+++ TEXT EXCERPT

Wednesday, August 31, 2011

What are your metrics?

We've established that you're not at the gym to simply be active (See here.). So, to safeguard ourselves from this apparently perpetual state of non-accomplishment we need a variety of "metrics" to guarantee that we are moving forward. First, there is the obvious and standard measurements often taken at the beginning of a training program (waist, hip and the other circumference measurements), body composition and simple strength measurements. So that secures a chance to check in on the worthiness of your efforts every couple of months or, at best, few weeks.
So, what's your standard ADD-"I want it all, I want it now"-American to use? Your first and simplest option is a notebook. It needn't be anything fancy but somewhere to record your workouts so that you can initiate and observe your progress will be vital to knowing that you're accomplishing your goals, step-by-step.
Your next option, and my personal favorite, is a stop watch. As an aside, if there is one tool that could single-handedly cut down your time at the gym, the stopwatch is it. Very few people workout for 45 minutes to an hour but a lot of people spend 45 minutes to an hour (or even more) at the gym. Get a stopwatch and start timing your workout. Push start as you begin warming-up, monitor your rest periods between sets and make a record of the time when you push stop. Also experiment with doing timed sets versus counting repetitions.

Watching your rest periods will not only cut down on total gym time but also bring a new element to improving your fitness level.

Of the many metrics we could cover here the third of my big 3 is the most costly but equally as beneficial; heart rate monitors. Your time spent trudging through "cardio" and pushing yourself with metabolic conditioning circuits will likely be revitalized by manipulating rest periods based on your actual heart rate response rather than simply time.

++++++
+++ RAW RECORDS

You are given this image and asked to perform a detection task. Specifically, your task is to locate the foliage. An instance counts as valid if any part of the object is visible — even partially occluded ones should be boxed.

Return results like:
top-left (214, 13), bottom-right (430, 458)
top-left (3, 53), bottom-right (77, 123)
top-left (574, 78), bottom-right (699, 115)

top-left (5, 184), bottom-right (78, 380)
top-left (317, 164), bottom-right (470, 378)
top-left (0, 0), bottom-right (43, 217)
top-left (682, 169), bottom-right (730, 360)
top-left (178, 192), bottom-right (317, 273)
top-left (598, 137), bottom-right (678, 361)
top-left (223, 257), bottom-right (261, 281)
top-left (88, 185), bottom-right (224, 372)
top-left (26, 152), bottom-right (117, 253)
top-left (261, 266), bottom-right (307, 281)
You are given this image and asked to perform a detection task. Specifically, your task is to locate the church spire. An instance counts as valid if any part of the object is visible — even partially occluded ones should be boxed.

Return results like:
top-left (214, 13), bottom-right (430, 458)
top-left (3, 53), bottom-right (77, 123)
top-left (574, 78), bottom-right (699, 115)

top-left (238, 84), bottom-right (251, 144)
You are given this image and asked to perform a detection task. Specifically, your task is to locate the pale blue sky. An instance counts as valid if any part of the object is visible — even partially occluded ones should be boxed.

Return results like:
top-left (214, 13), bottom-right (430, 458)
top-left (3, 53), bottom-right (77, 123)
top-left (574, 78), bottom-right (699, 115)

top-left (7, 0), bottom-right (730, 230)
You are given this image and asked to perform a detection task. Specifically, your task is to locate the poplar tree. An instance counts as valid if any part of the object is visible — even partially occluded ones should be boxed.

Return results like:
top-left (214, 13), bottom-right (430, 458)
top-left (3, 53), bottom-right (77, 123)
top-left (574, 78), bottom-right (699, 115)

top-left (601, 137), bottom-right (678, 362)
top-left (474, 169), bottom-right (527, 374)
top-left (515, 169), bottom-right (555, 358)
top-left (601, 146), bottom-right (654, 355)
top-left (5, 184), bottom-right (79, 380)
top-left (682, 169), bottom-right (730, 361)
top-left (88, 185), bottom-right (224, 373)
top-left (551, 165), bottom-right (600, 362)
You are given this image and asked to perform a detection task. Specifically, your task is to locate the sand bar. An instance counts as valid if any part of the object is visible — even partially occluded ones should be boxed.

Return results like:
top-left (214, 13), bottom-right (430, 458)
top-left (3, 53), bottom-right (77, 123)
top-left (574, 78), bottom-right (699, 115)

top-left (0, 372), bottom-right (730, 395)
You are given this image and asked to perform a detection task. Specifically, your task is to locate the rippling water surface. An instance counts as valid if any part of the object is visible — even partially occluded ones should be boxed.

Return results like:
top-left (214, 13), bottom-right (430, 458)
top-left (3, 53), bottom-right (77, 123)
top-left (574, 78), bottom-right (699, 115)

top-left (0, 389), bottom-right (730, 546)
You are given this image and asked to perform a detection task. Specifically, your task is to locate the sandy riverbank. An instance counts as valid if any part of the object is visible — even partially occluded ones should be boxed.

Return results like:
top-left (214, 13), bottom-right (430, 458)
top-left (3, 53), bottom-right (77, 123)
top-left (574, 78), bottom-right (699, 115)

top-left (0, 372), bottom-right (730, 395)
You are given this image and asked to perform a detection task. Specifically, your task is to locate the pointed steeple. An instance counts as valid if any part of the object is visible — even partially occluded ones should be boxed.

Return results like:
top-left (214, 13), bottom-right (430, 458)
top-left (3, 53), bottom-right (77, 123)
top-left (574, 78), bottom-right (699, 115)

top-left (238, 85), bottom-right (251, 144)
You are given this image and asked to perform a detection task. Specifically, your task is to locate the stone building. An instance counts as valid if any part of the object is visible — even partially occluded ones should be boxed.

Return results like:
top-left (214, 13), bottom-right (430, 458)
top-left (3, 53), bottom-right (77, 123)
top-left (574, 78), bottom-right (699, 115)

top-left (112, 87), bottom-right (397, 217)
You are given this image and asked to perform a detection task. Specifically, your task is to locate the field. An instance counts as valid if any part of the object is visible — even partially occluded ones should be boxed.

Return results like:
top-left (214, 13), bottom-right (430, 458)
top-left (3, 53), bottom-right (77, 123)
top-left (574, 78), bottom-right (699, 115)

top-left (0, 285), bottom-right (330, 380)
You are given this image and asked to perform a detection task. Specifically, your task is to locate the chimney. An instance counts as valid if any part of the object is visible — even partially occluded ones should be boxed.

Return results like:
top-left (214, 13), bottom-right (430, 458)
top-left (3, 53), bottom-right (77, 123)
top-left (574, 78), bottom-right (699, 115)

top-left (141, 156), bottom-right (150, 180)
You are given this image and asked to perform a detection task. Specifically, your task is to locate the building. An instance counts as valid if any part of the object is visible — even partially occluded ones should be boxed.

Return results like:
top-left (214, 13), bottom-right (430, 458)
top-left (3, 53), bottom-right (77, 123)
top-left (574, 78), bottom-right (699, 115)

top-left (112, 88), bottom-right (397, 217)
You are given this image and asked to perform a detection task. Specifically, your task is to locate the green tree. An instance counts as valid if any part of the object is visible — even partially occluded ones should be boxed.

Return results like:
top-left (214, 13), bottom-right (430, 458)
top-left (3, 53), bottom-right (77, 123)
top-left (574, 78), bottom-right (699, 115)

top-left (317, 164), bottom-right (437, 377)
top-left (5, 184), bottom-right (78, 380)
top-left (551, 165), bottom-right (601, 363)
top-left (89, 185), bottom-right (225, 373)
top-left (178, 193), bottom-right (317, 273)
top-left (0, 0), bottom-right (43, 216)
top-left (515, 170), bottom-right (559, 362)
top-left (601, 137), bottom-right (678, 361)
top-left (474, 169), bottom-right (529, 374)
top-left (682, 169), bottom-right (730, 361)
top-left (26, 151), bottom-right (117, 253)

++++++

### DIRECTIVE 1
Say whether each of these statements agrees with the gym metrics post, answering yes or no and quoting the words of the post that decide it. (a) The author's personal favorite tool is a heart rate monitor. (b) The notebook for recording workouts does not need to be fancy. (c) Heart rate monitors are the least costly of the author's three main metrics.
### DIRECTIVE 2
Carry on the gym metrics post from its final sentence.

### EXPECTED ANSWER 1
(a) No: "Your next option, and my personal favorite, is a stop watch."
(b) Yes: "It needn't be anything fancy"
(c) No: "the third of my big 3 is the most costly but equally as beneficial"

### EXPECTED ANSWER 2
I'm okay with "my pants are fitting better" (from women, at least, guys don't have clue how their pants fit...) and periodically testing your body composition or weight but doesn't the idea of knowing each that you've gotten better sound much more appealing?

Engage in your training, take the time, and get what you want.

Tuesday, August 30, 2011

Healthfulness vs. Fitness vs. Performance

Relative to the fitness industry and the goals people bring to it, I break the state of the body into three categories;

healthfulness

fitness

performance

Most people have goals of improving their health (weighing less, improve their blood sugar or blood pressure, "core strength," etc) and many appreciate the need to achieve beyond this minimum and have fitness goals (5k time, improved overhead press strength, the ability to meet a greater variety and intensity of daily life functions, etc.). The third category receives disappointingly little attention from the sweating, huffing masses. I think of it as a culmination of of the climb up the ladder from a sedentary lifestyle and/or obesity or from wherever you started.  The bodies ability to simply perform, in any given circumstance, can and should be the ultimate crowning achievement for everyone.  It isn't just finding yourself to merely be healthy, but knowing that your physiology (anatomy, etc.) can literally perform at a high level.  It isn't having a decent ability to stabilize your spine but just being rock solid and injury free.

And let me emphasize this need not be running, riding or rowing in races or pushing, pulling or throwing heavy objects (or even people!), maybe this is simply appreciating the ability to take on any task (likely physical or otherwise) that might come your way in a given day. Pickle jars, heavy boxes, running away from... whatever might need running away from. Whatever the daily challenge may be, and it may simply be a challenge workout on your trainer's whiteboard at the gym... wouldn't it be nice to know that you're up for it, without even knowing what it might be?

"No citizen has a right to be an amateur in the matter of physical training... what a disgrace it is for a man to grow old without ever seeing the beauty and strength of which his body is capable." - Socrates

And part of this, as with the lower states on the scale, is knowing that part of the bodies ability to perform is being structurally sound and stabile enough to avoid the nagging and nattering injuries that plague so many in their day-to-day lives.

The pursuit of these states of the body is not linear and they are, as stated, not mutually exclusive but there is a hierarchy. And if you read Activity vs. Accomplishment you can probably guess my thoughts on climbing this hierarchy.

"Being healthy" is not enough and the state of the body is not static. Get healthy, get fit and then, perform.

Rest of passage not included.